> [DIRECTIONS]:
Write out each line of the material below exactly as given.

##### SUPPLIED MATERIAL

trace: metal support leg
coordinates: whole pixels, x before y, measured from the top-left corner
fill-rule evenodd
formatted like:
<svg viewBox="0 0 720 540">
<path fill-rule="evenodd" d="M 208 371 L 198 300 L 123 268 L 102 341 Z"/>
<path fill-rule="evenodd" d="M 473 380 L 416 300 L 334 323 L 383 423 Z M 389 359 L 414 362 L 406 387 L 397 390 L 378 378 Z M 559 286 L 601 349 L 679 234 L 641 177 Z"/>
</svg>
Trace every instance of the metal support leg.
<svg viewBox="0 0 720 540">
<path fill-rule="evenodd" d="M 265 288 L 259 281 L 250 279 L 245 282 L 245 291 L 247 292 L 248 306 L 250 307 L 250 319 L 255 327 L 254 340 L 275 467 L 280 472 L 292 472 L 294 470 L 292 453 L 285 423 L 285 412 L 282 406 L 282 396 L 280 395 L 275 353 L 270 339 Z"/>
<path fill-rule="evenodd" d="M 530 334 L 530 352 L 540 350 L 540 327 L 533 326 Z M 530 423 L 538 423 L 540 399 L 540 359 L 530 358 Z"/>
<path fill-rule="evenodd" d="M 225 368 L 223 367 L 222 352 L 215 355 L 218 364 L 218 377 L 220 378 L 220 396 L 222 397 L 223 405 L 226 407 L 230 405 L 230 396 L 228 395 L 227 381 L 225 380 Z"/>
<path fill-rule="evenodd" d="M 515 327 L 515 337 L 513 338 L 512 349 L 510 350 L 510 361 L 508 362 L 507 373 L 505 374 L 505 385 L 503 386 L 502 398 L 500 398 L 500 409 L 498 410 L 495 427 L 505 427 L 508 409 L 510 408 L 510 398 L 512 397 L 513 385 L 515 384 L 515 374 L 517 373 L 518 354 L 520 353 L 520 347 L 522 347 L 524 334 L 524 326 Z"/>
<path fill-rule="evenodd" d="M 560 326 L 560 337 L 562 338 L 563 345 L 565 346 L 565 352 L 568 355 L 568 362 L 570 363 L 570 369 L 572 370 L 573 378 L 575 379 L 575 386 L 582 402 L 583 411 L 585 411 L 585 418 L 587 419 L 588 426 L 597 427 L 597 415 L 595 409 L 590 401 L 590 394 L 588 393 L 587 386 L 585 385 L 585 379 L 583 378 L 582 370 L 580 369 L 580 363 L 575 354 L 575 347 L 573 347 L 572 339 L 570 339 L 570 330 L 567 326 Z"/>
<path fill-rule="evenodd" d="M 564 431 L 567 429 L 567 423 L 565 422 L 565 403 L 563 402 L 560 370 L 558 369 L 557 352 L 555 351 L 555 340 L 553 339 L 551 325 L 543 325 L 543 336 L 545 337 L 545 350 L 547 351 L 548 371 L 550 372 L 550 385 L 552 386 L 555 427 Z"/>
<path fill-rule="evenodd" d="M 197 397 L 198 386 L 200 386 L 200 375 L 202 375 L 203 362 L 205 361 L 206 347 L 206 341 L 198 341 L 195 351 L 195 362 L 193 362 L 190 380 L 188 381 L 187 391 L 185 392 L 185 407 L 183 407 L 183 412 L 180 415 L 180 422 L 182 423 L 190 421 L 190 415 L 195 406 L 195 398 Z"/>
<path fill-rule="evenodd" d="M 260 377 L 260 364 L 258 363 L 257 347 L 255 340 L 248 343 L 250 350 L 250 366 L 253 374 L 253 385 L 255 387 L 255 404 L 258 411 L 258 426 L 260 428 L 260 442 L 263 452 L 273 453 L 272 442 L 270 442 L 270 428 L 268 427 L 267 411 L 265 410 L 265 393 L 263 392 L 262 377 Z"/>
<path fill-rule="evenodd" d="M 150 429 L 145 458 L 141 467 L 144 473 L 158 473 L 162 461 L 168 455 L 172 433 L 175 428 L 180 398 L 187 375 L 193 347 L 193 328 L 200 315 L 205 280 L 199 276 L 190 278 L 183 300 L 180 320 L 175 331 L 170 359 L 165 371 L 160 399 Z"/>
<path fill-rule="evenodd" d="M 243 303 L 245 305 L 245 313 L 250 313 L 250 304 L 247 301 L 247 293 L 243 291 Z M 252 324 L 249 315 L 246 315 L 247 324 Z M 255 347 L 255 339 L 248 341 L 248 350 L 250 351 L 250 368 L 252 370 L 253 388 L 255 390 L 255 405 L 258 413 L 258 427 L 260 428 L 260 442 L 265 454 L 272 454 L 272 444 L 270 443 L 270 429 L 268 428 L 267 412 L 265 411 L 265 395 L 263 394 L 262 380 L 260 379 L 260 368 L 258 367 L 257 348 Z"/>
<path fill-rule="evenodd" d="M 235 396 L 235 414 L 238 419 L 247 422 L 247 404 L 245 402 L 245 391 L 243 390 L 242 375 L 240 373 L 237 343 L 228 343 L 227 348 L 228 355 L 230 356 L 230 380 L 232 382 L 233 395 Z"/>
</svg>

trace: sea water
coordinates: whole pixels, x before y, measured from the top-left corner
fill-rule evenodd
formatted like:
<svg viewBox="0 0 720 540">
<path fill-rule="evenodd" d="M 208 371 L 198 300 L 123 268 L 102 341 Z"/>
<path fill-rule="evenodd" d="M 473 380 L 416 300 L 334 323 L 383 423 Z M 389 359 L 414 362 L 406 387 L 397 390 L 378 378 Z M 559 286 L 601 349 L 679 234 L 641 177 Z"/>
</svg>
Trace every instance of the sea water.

##########

> [RESULT BELOW]:
trace: metal support leg
coordinates: whole pixels, x before y, measured from the top-left corner
fill-rule evenodd
formatted like:
<svg viewBox="0 0 720 540">
<path fill-rule="evenodd" d="M 208 371 L 198 300 L 123 268 L 102 341 Z"/>
<path fill-rule="evenodd" d="M 473 380 L 416 300 L 334 323 L 383 423 Z M 389 359 L 414 362 L 406 387 L 397 390 L 378 378 Z M 559 286 L 601 349 L 679 234 L 641 177 Z"/>
</svg>
Trace every instance of the metal support leg.
<svg viewBox="0 0 720 540">
<path fill-rule="evenodd" d="M 265 288 L 259 281 L 250 279 L 245 282 L 245 291 L 247 292 L 248 306 L 250 307 L 250 319 L 255 327 L 254 340 L 275 467 L 280 472 L 292 472 L 294 470 L 292 453 L 285 423 L 285 412 L 282 406 L 282 396 L 280 395 L 275 353 L 270 339 Z"/>
<path fill-rule="evenodd" d="M 530 334 L 530 352 L 540 350 L 540 327 L 533 326 Z M 530 423 L 538 423 L 540 399 L 540 359 L 530 358 Z"/>
<path fill-rule="evenodd" d="M 225 368 L 223 367 L 222 352 L 215 355 L 218 364 L 218 377 L 220 378 L 220 396 L 222 397 L 223 405 L 226 407 L 230 405 L 230 396 L 228 395 L 227 381 L 225 380 Z"/>
<path fill-rule="evenodd" d="M 515 327 L 515 337 L 513 338 L 512 349 L 510 350 L 510 361 L 508 362 L 507 373 L 505 374 L 505 385 L 503 386 L 502 398 L 500 398 L 500 409 L 498 410 L 495 427 L 505 427 L 508 409 L 510 408 L 510 398 L 512 397 L 513 385 L 515 384 L 515 374 L 517 373 L 518 354 L 520 353 L 520 347 L 522 347 L 524 334 L 524 326 Z"/>
<path fill-rule="evenodd" d="M 560 326 L 560 337 L 562 338 L 563 345 L 565 346 L 565 352 L 568 355 L 568 362 L 570 363 L 570 369 L 572 370 L 573 378 L 575 379 L 575 386 L 582 402 L 583 411 L 585 411 L 585 418 L 587 419 L 588 426 L 597 427 L 597 415 L 595 409 L 590 401 L 590 394 L 588 393 L 587 386 L 585 385 L 585 379 L 583 378 L 582 370 L 580 369 L 580 363 L 575 354 L 575 347 L 573 347 L 572 339 L 570 339 L 570 330 L 567 326 Z"/>
<path fill-rule="evenodd" d="M 564 431 L 567 429 L 567 423 L 565 422 L 565 403 L 563 402 L 560 370 L 558 369 L 557 352 L 555 351 L 555 340 L 553 339 L 551 325 L 543 325 L 543 336 L 545 337 L 545 350 L 547 351 L 548 371 L 550 372 L 550 385 L 552 386 L 555 427 Z"/>
<path fill-rule="evenodd" d="M 197 397 L 198 386 L 200 386 L 200 375 L 202 375 L 203 362 L 205 361 L 206 347 L 206 341 L 198 341 L 195 351 L 195 362 L 193 362 L 190 380 L 188 381 L 187 391 L 185 392 L 185 407 L 183 407 L 183 412 L 180 415 L 180 422 L 182 423 L 190 421 L 190 415 L 195 406 L 195 398 Z"/>
<path fill-rule="evenodd" d="M 260 377 L 260 364 L 258 363 L 257 347 L 255 340 L 248 343 L 250 350 L 250 366 L 253 374 L 253 385 L 255 387 L 255 404 L 258 411 L 258 426 L 260 428 L 260 442 L 263 452 L 273 453 L 272 442 L 270 442 L 270 428 L 268 427 L 267 411 L 265 410 L 265 393 L 263 392 L 262 377 Z"/>
<path fill-rule="evenodd" d="M 150 429 L 145 458 L 141 467 L 144 473 L 158 473 L 162 461 L 168 455 L 172 433 L 175 428 L 180 398 L 187 375 L 193 347 L 193 328 L 200 315 L 205 280 L 199 276 L 190 278 L 183 300 L 180 320 L 175 331 L 170 359 L 165 371 L 160 399 Z"/>
<path fill-rule="evenodd" d="M 243 303 L 245 305 L 245 313 L 250 313 L 250 304 L 247 301 L 247 293 L 243 291 Z M 252 324 L 249 315 L 246 315 L 247 324 Z M 255 347 L 255 339 L 248 341 L 248 350 L 250 351 L 250 368 L 252 370 L 253 388 L 255 390 L 255 405 L 258 413 L 258 427 L 260 428 L 260 442 L 265 454 L 272 454 L 272 444 L 270 443 L 270 429 L 268 428 L 267 412 L 265 411 L 265 395 L 263 394 L 262 380 L 260 379 L 260 368 L 258 367 L 257 348 Z"/>
<path fill-rule="evenodd" d="M 235 396 L 235 414 L 238 419 L 247 422 L 247 404 L 245 402 L 245 391 L 243 390 L 242 375 L 240 373 L 237 343 L 228 343 L 227 348 L 228 355 L 230 356 L 230 380 L 232 382 L 233 395 Z"/>
</svg>

trace: sea water
coordinates: whole pixels, x before y, measured from the top-left corner
fill-rule evenodd
formatted like:
<svg viewBox="0 0 720 540">
<path fill-rule="evenodd" d="M 208 371 L 198 300 L 123 268 L 102 341 Z"/>
<path fill-rule="evenodd" d="M 473 380 L 416 300 L 334 323 L 383 423 Z M 389 359 L 414 362 L 406 387 L 397 390 L 378 378 Z M 559 286 L 601 349 L 679 234 L 641 177 Z"/>
</svg>
Trace every instance of the sea water.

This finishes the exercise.